> [WHAT IS BEING ASKED]: Take the data below and copy exactly the lines starting at the one with "target | wrought iron railing" and finishing at the one with "target | stone bell tower", both included.

> [RECORDS FOR PROCESSING]:

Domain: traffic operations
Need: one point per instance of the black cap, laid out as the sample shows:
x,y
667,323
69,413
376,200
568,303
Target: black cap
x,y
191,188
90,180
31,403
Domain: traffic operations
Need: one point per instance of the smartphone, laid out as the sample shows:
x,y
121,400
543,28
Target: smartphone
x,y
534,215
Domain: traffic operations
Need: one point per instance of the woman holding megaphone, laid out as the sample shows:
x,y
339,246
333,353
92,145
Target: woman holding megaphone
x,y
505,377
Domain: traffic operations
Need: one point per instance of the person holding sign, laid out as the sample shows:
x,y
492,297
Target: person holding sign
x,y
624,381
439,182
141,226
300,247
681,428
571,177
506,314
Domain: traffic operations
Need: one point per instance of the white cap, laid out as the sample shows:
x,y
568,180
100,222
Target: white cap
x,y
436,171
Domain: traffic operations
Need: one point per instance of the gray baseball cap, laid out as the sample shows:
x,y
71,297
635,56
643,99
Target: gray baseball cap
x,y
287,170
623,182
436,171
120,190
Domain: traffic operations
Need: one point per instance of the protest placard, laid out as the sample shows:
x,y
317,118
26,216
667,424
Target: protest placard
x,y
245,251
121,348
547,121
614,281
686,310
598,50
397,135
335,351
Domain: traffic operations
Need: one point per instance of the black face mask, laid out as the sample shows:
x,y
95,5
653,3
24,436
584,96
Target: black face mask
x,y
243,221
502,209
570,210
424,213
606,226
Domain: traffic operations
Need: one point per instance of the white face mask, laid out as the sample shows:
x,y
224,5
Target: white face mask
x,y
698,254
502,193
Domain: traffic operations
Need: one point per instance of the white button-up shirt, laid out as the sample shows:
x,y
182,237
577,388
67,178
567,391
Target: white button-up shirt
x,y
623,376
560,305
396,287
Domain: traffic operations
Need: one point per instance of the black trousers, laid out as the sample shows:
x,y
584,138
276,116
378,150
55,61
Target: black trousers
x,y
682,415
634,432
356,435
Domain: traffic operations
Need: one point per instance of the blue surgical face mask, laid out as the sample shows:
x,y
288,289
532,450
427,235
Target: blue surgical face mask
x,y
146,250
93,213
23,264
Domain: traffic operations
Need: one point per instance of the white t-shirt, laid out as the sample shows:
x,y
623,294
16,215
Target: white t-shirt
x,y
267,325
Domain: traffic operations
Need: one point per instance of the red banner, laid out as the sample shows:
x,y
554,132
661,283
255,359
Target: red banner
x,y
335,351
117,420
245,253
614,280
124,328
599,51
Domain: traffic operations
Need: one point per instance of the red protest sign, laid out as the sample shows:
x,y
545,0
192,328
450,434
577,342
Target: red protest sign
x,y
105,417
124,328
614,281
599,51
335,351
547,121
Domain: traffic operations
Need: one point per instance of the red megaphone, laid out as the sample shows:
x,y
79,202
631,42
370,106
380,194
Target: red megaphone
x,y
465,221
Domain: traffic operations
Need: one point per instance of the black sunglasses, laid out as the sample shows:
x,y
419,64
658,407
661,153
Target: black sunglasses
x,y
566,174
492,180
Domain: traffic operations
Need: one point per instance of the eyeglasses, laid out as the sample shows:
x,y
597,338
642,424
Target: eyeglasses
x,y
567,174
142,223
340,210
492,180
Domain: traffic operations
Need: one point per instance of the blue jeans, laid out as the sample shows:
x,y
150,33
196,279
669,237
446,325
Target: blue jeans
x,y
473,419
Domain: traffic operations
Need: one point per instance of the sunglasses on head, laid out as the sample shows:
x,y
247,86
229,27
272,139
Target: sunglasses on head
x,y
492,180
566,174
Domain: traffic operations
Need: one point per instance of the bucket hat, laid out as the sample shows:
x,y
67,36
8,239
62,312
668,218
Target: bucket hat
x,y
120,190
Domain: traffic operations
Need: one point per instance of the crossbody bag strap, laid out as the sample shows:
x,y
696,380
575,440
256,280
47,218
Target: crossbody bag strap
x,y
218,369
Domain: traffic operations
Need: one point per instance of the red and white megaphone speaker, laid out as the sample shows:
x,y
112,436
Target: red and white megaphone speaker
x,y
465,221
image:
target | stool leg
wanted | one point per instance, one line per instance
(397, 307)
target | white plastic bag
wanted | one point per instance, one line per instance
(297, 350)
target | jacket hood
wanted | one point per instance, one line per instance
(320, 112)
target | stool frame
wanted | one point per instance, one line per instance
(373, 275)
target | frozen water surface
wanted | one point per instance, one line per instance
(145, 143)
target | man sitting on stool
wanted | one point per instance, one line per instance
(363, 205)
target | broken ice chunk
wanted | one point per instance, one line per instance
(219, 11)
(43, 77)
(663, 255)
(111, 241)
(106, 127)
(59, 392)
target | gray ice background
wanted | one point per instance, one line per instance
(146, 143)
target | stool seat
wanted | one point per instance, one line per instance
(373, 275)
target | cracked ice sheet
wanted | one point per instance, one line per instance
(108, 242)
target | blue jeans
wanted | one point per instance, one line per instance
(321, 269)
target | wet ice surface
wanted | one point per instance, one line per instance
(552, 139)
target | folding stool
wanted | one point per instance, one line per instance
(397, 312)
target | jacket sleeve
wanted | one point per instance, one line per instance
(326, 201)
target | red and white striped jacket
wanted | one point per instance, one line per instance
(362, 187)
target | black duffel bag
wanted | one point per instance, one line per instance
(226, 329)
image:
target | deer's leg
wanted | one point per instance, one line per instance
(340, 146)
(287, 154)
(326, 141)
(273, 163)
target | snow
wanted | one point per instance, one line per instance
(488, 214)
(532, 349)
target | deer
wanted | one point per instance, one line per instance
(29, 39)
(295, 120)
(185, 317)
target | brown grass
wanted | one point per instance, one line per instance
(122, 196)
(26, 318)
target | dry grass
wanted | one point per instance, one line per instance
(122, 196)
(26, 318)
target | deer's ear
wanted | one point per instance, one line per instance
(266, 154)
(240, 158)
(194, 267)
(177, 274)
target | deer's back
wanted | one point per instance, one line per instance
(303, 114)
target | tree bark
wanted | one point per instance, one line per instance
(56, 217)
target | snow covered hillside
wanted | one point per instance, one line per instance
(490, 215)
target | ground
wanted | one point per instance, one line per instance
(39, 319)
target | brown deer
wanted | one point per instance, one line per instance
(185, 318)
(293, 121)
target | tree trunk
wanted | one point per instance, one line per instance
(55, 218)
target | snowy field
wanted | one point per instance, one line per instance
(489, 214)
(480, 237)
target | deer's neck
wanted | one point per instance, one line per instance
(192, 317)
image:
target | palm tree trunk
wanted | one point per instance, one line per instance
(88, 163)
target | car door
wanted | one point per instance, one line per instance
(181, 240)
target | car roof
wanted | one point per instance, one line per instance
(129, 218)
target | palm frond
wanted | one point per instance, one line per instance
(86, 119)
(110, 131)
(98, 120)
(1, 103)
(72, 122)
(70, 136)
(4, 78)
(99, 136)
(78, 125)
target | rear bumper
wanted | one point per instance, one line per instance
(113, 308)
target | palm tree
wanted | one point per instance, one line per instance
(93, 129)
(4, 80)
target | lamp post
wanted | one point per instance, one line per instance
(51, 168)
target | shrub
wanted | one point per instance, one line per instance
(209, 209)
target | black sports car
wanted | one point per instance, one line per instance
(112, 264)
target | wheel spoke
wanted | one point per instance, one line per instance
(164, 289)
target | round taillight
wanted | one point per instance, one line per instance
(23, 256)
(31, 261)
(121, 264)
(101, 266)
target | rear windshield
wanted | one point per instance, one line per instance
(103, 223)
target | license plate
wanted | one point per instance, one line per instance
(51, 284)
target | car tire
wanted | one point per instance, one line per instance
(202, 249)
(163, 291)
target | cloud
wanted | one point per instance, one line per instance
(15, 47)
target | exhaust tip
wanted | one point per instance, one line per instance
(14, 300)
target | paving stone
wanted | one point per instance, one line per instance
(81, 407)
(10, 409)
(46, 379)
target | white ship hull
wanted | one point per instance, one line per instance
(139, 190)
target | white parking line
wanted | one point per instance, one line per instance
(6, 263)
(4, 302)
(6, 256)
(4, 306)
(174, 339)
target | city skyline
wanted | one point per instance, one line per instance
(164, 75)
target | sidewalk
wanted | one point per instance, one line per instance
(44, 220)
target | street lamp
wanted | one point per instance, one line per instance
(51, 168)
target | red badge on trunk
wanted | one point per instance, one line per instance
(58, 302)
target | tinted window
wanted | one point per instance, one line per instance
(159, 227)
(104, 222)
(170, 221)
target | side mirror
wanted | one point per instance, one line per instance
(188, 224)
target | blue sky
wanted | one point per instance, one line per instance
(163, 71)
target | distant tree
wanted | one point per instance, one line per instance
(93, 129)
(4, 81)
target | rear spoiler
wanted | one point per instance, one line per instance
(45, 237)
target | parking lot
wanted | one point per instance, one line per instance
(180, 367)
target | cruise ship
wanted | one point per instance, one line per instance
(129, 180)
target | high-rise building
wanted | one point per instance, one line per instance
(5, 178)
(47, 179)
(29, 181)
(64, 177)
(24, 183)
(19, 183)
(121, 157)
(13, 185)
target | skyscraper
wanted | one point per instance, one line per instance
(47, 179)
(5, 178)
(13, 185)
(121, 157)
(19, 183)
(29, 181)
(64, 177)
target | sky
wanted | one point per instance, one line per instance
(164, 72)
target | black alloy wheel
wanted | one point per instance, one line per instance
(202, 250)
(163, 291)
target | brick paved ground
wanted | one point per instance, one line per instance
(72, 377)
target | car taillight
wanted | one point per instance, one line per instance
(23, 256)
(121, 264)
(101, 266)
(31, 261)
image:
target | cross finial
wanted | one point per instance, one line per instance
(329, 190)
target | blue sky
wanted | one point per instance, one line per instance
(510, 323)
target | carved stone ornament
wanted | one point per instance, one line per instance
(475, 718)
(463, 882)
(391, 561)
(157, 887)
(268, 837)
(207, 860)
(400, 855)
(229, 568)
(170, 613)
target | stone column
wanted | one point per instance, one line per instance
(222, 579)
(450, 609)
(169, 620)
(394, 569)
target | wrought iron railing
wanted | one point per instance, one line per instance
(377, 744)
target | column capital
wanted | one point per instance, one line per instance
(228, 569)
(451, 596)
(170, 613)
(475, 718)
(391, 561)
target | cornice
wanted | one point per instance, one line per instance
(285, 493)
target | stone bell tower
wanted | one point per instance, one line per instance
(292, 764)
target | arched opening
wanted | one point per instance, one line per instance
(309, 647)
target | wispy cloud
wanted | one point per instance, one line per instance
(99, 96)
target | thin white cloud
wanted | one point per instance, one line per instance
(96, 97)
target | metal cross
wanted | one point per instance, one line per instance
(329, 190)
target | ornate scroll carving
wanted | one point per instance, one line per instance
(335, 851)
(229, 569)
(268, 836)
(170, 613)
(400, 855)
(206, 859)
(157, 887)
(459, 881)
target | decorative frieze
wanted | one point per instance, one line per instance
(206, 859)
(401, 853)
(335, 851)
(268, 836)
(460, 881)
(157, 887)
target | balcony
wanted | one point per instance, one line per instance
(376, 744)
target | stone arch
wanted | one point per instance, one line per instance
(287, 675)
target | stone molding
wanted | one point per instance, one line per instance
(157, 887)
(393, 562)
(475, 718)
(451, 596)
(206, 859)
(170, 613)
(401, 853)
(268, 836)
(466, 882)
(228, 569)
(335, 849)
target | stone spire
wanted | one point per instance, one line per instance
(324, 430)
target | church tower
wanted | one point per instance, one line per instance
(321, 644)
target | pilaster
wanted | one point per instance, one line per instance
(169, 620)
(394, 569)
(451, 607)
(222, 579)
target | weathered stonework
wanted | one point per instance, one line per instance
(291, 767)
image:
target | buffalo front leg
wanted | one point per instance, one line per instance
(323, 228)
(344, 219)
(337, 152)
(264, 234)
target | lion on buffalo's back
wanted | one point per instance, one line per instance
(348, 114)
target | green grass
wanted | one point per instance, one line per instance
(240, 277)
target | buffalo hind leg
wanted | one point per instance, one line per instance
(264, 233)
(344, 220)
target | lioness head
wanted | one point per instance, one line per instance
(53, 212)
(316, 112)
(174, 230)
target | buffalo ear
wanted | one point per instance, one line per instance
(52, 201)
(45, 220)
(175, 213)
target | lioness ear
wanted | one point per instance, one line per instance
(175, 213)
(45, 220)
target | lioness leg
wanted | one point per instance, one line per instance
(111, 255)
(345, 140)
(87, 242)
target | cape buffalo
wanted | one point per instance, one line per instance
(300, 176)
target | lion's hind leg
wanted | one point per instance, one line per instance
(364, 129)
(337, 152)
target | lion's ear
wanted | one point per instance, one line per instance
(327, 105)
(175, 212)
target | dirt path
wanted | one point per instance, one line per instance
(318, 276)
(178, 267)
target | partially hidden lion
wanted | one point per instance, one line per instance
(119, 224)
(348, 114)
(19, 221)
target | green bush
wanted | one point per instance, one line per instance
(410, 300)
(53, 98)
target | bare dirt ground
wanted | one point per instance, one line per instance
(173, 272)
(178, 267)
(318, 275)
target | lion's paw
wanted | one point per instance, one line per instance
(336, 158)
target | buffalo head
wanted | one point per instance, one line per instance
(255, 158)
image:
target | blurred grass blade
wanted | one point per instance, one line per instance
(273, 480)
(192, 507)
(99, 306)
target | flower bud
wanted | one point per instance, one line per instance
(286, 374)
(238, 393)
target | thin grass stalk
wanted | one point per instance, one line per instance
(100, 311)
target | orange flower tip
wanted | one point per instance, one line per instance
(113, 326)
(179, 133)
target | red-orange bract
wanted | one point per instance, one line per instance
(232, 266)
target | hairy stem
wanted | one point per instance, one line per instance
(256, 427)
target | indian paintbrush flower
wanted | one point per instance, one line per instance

> [RESPONSE TO THE TASK]:
target | wrought iron railing
wanted | one point per instance, one line per instance
(377, 744)
target | column capital
wanted | one point per instance, one line per instance
(228, 569)
(451, 596)
(170, 613)
(475, 718)
(391, 561)
target | cornice
wanted | one point per instance, one line per instance
(285, 493)
target | stone bell tower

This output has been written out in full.